● **Quoted text**

But then, as he unloaded the car, Myers changed his mind. He decided he’d rather do a single overnight hike instead. Ditching his heavy pack for a lighter one, he grabbed only a sleeping bag, a shovel, a stove, a map, an orange, an apple, and some nuts and granola. He also loaded up with four and a half liters of water, plenty for a day-and-a-half hike. Eager to set off, he didn’t change his permit at the ranger station. 

By noon Myers had reached a beautiful spot on the Rio Grande and taken a dip, relaxing in the shade afterward to eat his fruit. He’d had to leave the trail to reach the river, and when he started off again, he inadvertently followed a horse path instead. Myers soon realized his mistake and decided to push on toward the northwest, figuring he’d eventually rejoin the Marufo Vega. Instead, after bushwhacking through the desert scrub until nightfall, he found himself atop a cliff, the Rio Grande three hundred feet below. He made camp and waited for dawn.

Most of his food and water were gone, so the next morning Myers decided to strike hard for the river, where he’d be able to boil water and use his filtration tablets; so long as he had enough to drink, he could figure his way out. After some scrambling, he found a steep ravine that appeared to lead down to the river from the cliff. The midday heat was rising, and he had only a few swallows of water left. Myers could see the river—about a quarter of a mile away—so he took a chance, tossing his pack into the ravine and using handholds to lower himself, jumping the last ten feet to the canyon floor.

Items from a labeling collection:
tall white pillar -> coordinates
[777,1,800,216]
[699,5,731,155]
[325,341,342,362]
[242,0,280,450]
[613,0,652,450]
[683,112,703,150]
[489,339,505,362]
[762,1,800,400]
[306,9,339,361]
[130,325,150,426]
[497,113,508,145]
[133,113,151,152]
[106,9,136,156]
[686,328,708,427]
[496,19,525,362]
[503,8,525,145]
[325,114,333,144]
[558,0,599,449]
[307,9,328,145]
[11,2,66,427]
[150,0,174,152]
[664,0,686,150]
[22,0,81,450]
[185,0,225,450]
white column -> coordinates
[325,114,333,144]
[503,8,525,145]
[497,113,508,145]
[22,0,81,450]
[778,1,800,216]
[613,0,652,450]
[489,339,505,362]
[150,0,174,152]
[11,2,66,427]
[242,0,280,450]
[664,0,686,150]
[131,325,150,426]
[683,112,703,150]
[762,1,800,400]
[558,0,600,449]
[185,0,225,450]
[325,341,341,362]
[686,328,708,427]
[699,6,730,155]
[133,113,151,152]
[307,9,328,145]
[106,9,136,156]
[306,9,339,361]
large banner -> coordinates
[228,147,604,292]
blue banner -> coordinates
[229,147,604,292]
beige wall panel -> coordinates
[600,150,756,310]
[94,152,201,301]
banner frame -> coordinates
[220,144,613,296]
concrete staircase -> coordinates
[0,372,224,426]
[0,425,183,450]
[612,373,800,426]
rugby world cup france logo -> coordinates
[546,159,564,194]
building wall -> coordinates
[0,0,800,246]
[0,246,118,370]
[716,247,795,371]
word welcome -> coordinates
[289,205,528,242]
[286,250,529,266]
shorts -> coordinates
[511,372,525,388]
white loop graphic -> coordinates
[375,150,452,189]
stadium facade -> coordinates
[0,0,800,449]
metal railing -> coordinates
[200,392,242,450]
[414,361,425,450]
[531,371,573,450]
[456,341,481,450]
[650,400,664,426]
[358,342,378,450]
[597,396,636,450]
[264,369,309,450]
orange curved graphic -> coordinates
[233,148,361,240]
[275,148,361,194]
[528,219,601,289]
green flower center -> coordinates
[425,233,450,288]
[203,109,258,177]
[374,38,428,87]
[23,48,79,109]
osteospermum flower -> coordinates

● **Written tasks**
1/ In the account of Myers's hike, how much water did Myers carry when he set off?
2/ Extend the account of Myers's hike, picking up after its final sentence.

● **Answers for the exercise**
1/ Four and a half liters.

2/
He headed through the canyon in the direction of the river but soon discovered that his path ended in a seventy-foot drop-off. Myers backtracked, but there was no way out of the canyon. No reachable handholds, nowhere to climb—just slick, vertical rock. Exhausted and bloody, Myers ate the last bit of granola, washing it down with the last swallow of water. He was trapped, and his water was gone. He screamed in frustration, his anguished voice bouncing off the canyon walls. 

After finding a cave to nap in, Myers took stock of his situation. There was plenty of shade in the canyon; there was also a lot of prickly pear cactus. He suddenly remembered a camping trip his family had taken when he was thirteen, during which his mother had taught him how to eat cactus. Grabbing his shovel, Myers broke off a few pads, shaving the needles and slicing the slimy green insides. The tiny needles pricked his hands and the inside of his mouth, but there was moisture, and Myers’s body gratefully accepted the nourishment.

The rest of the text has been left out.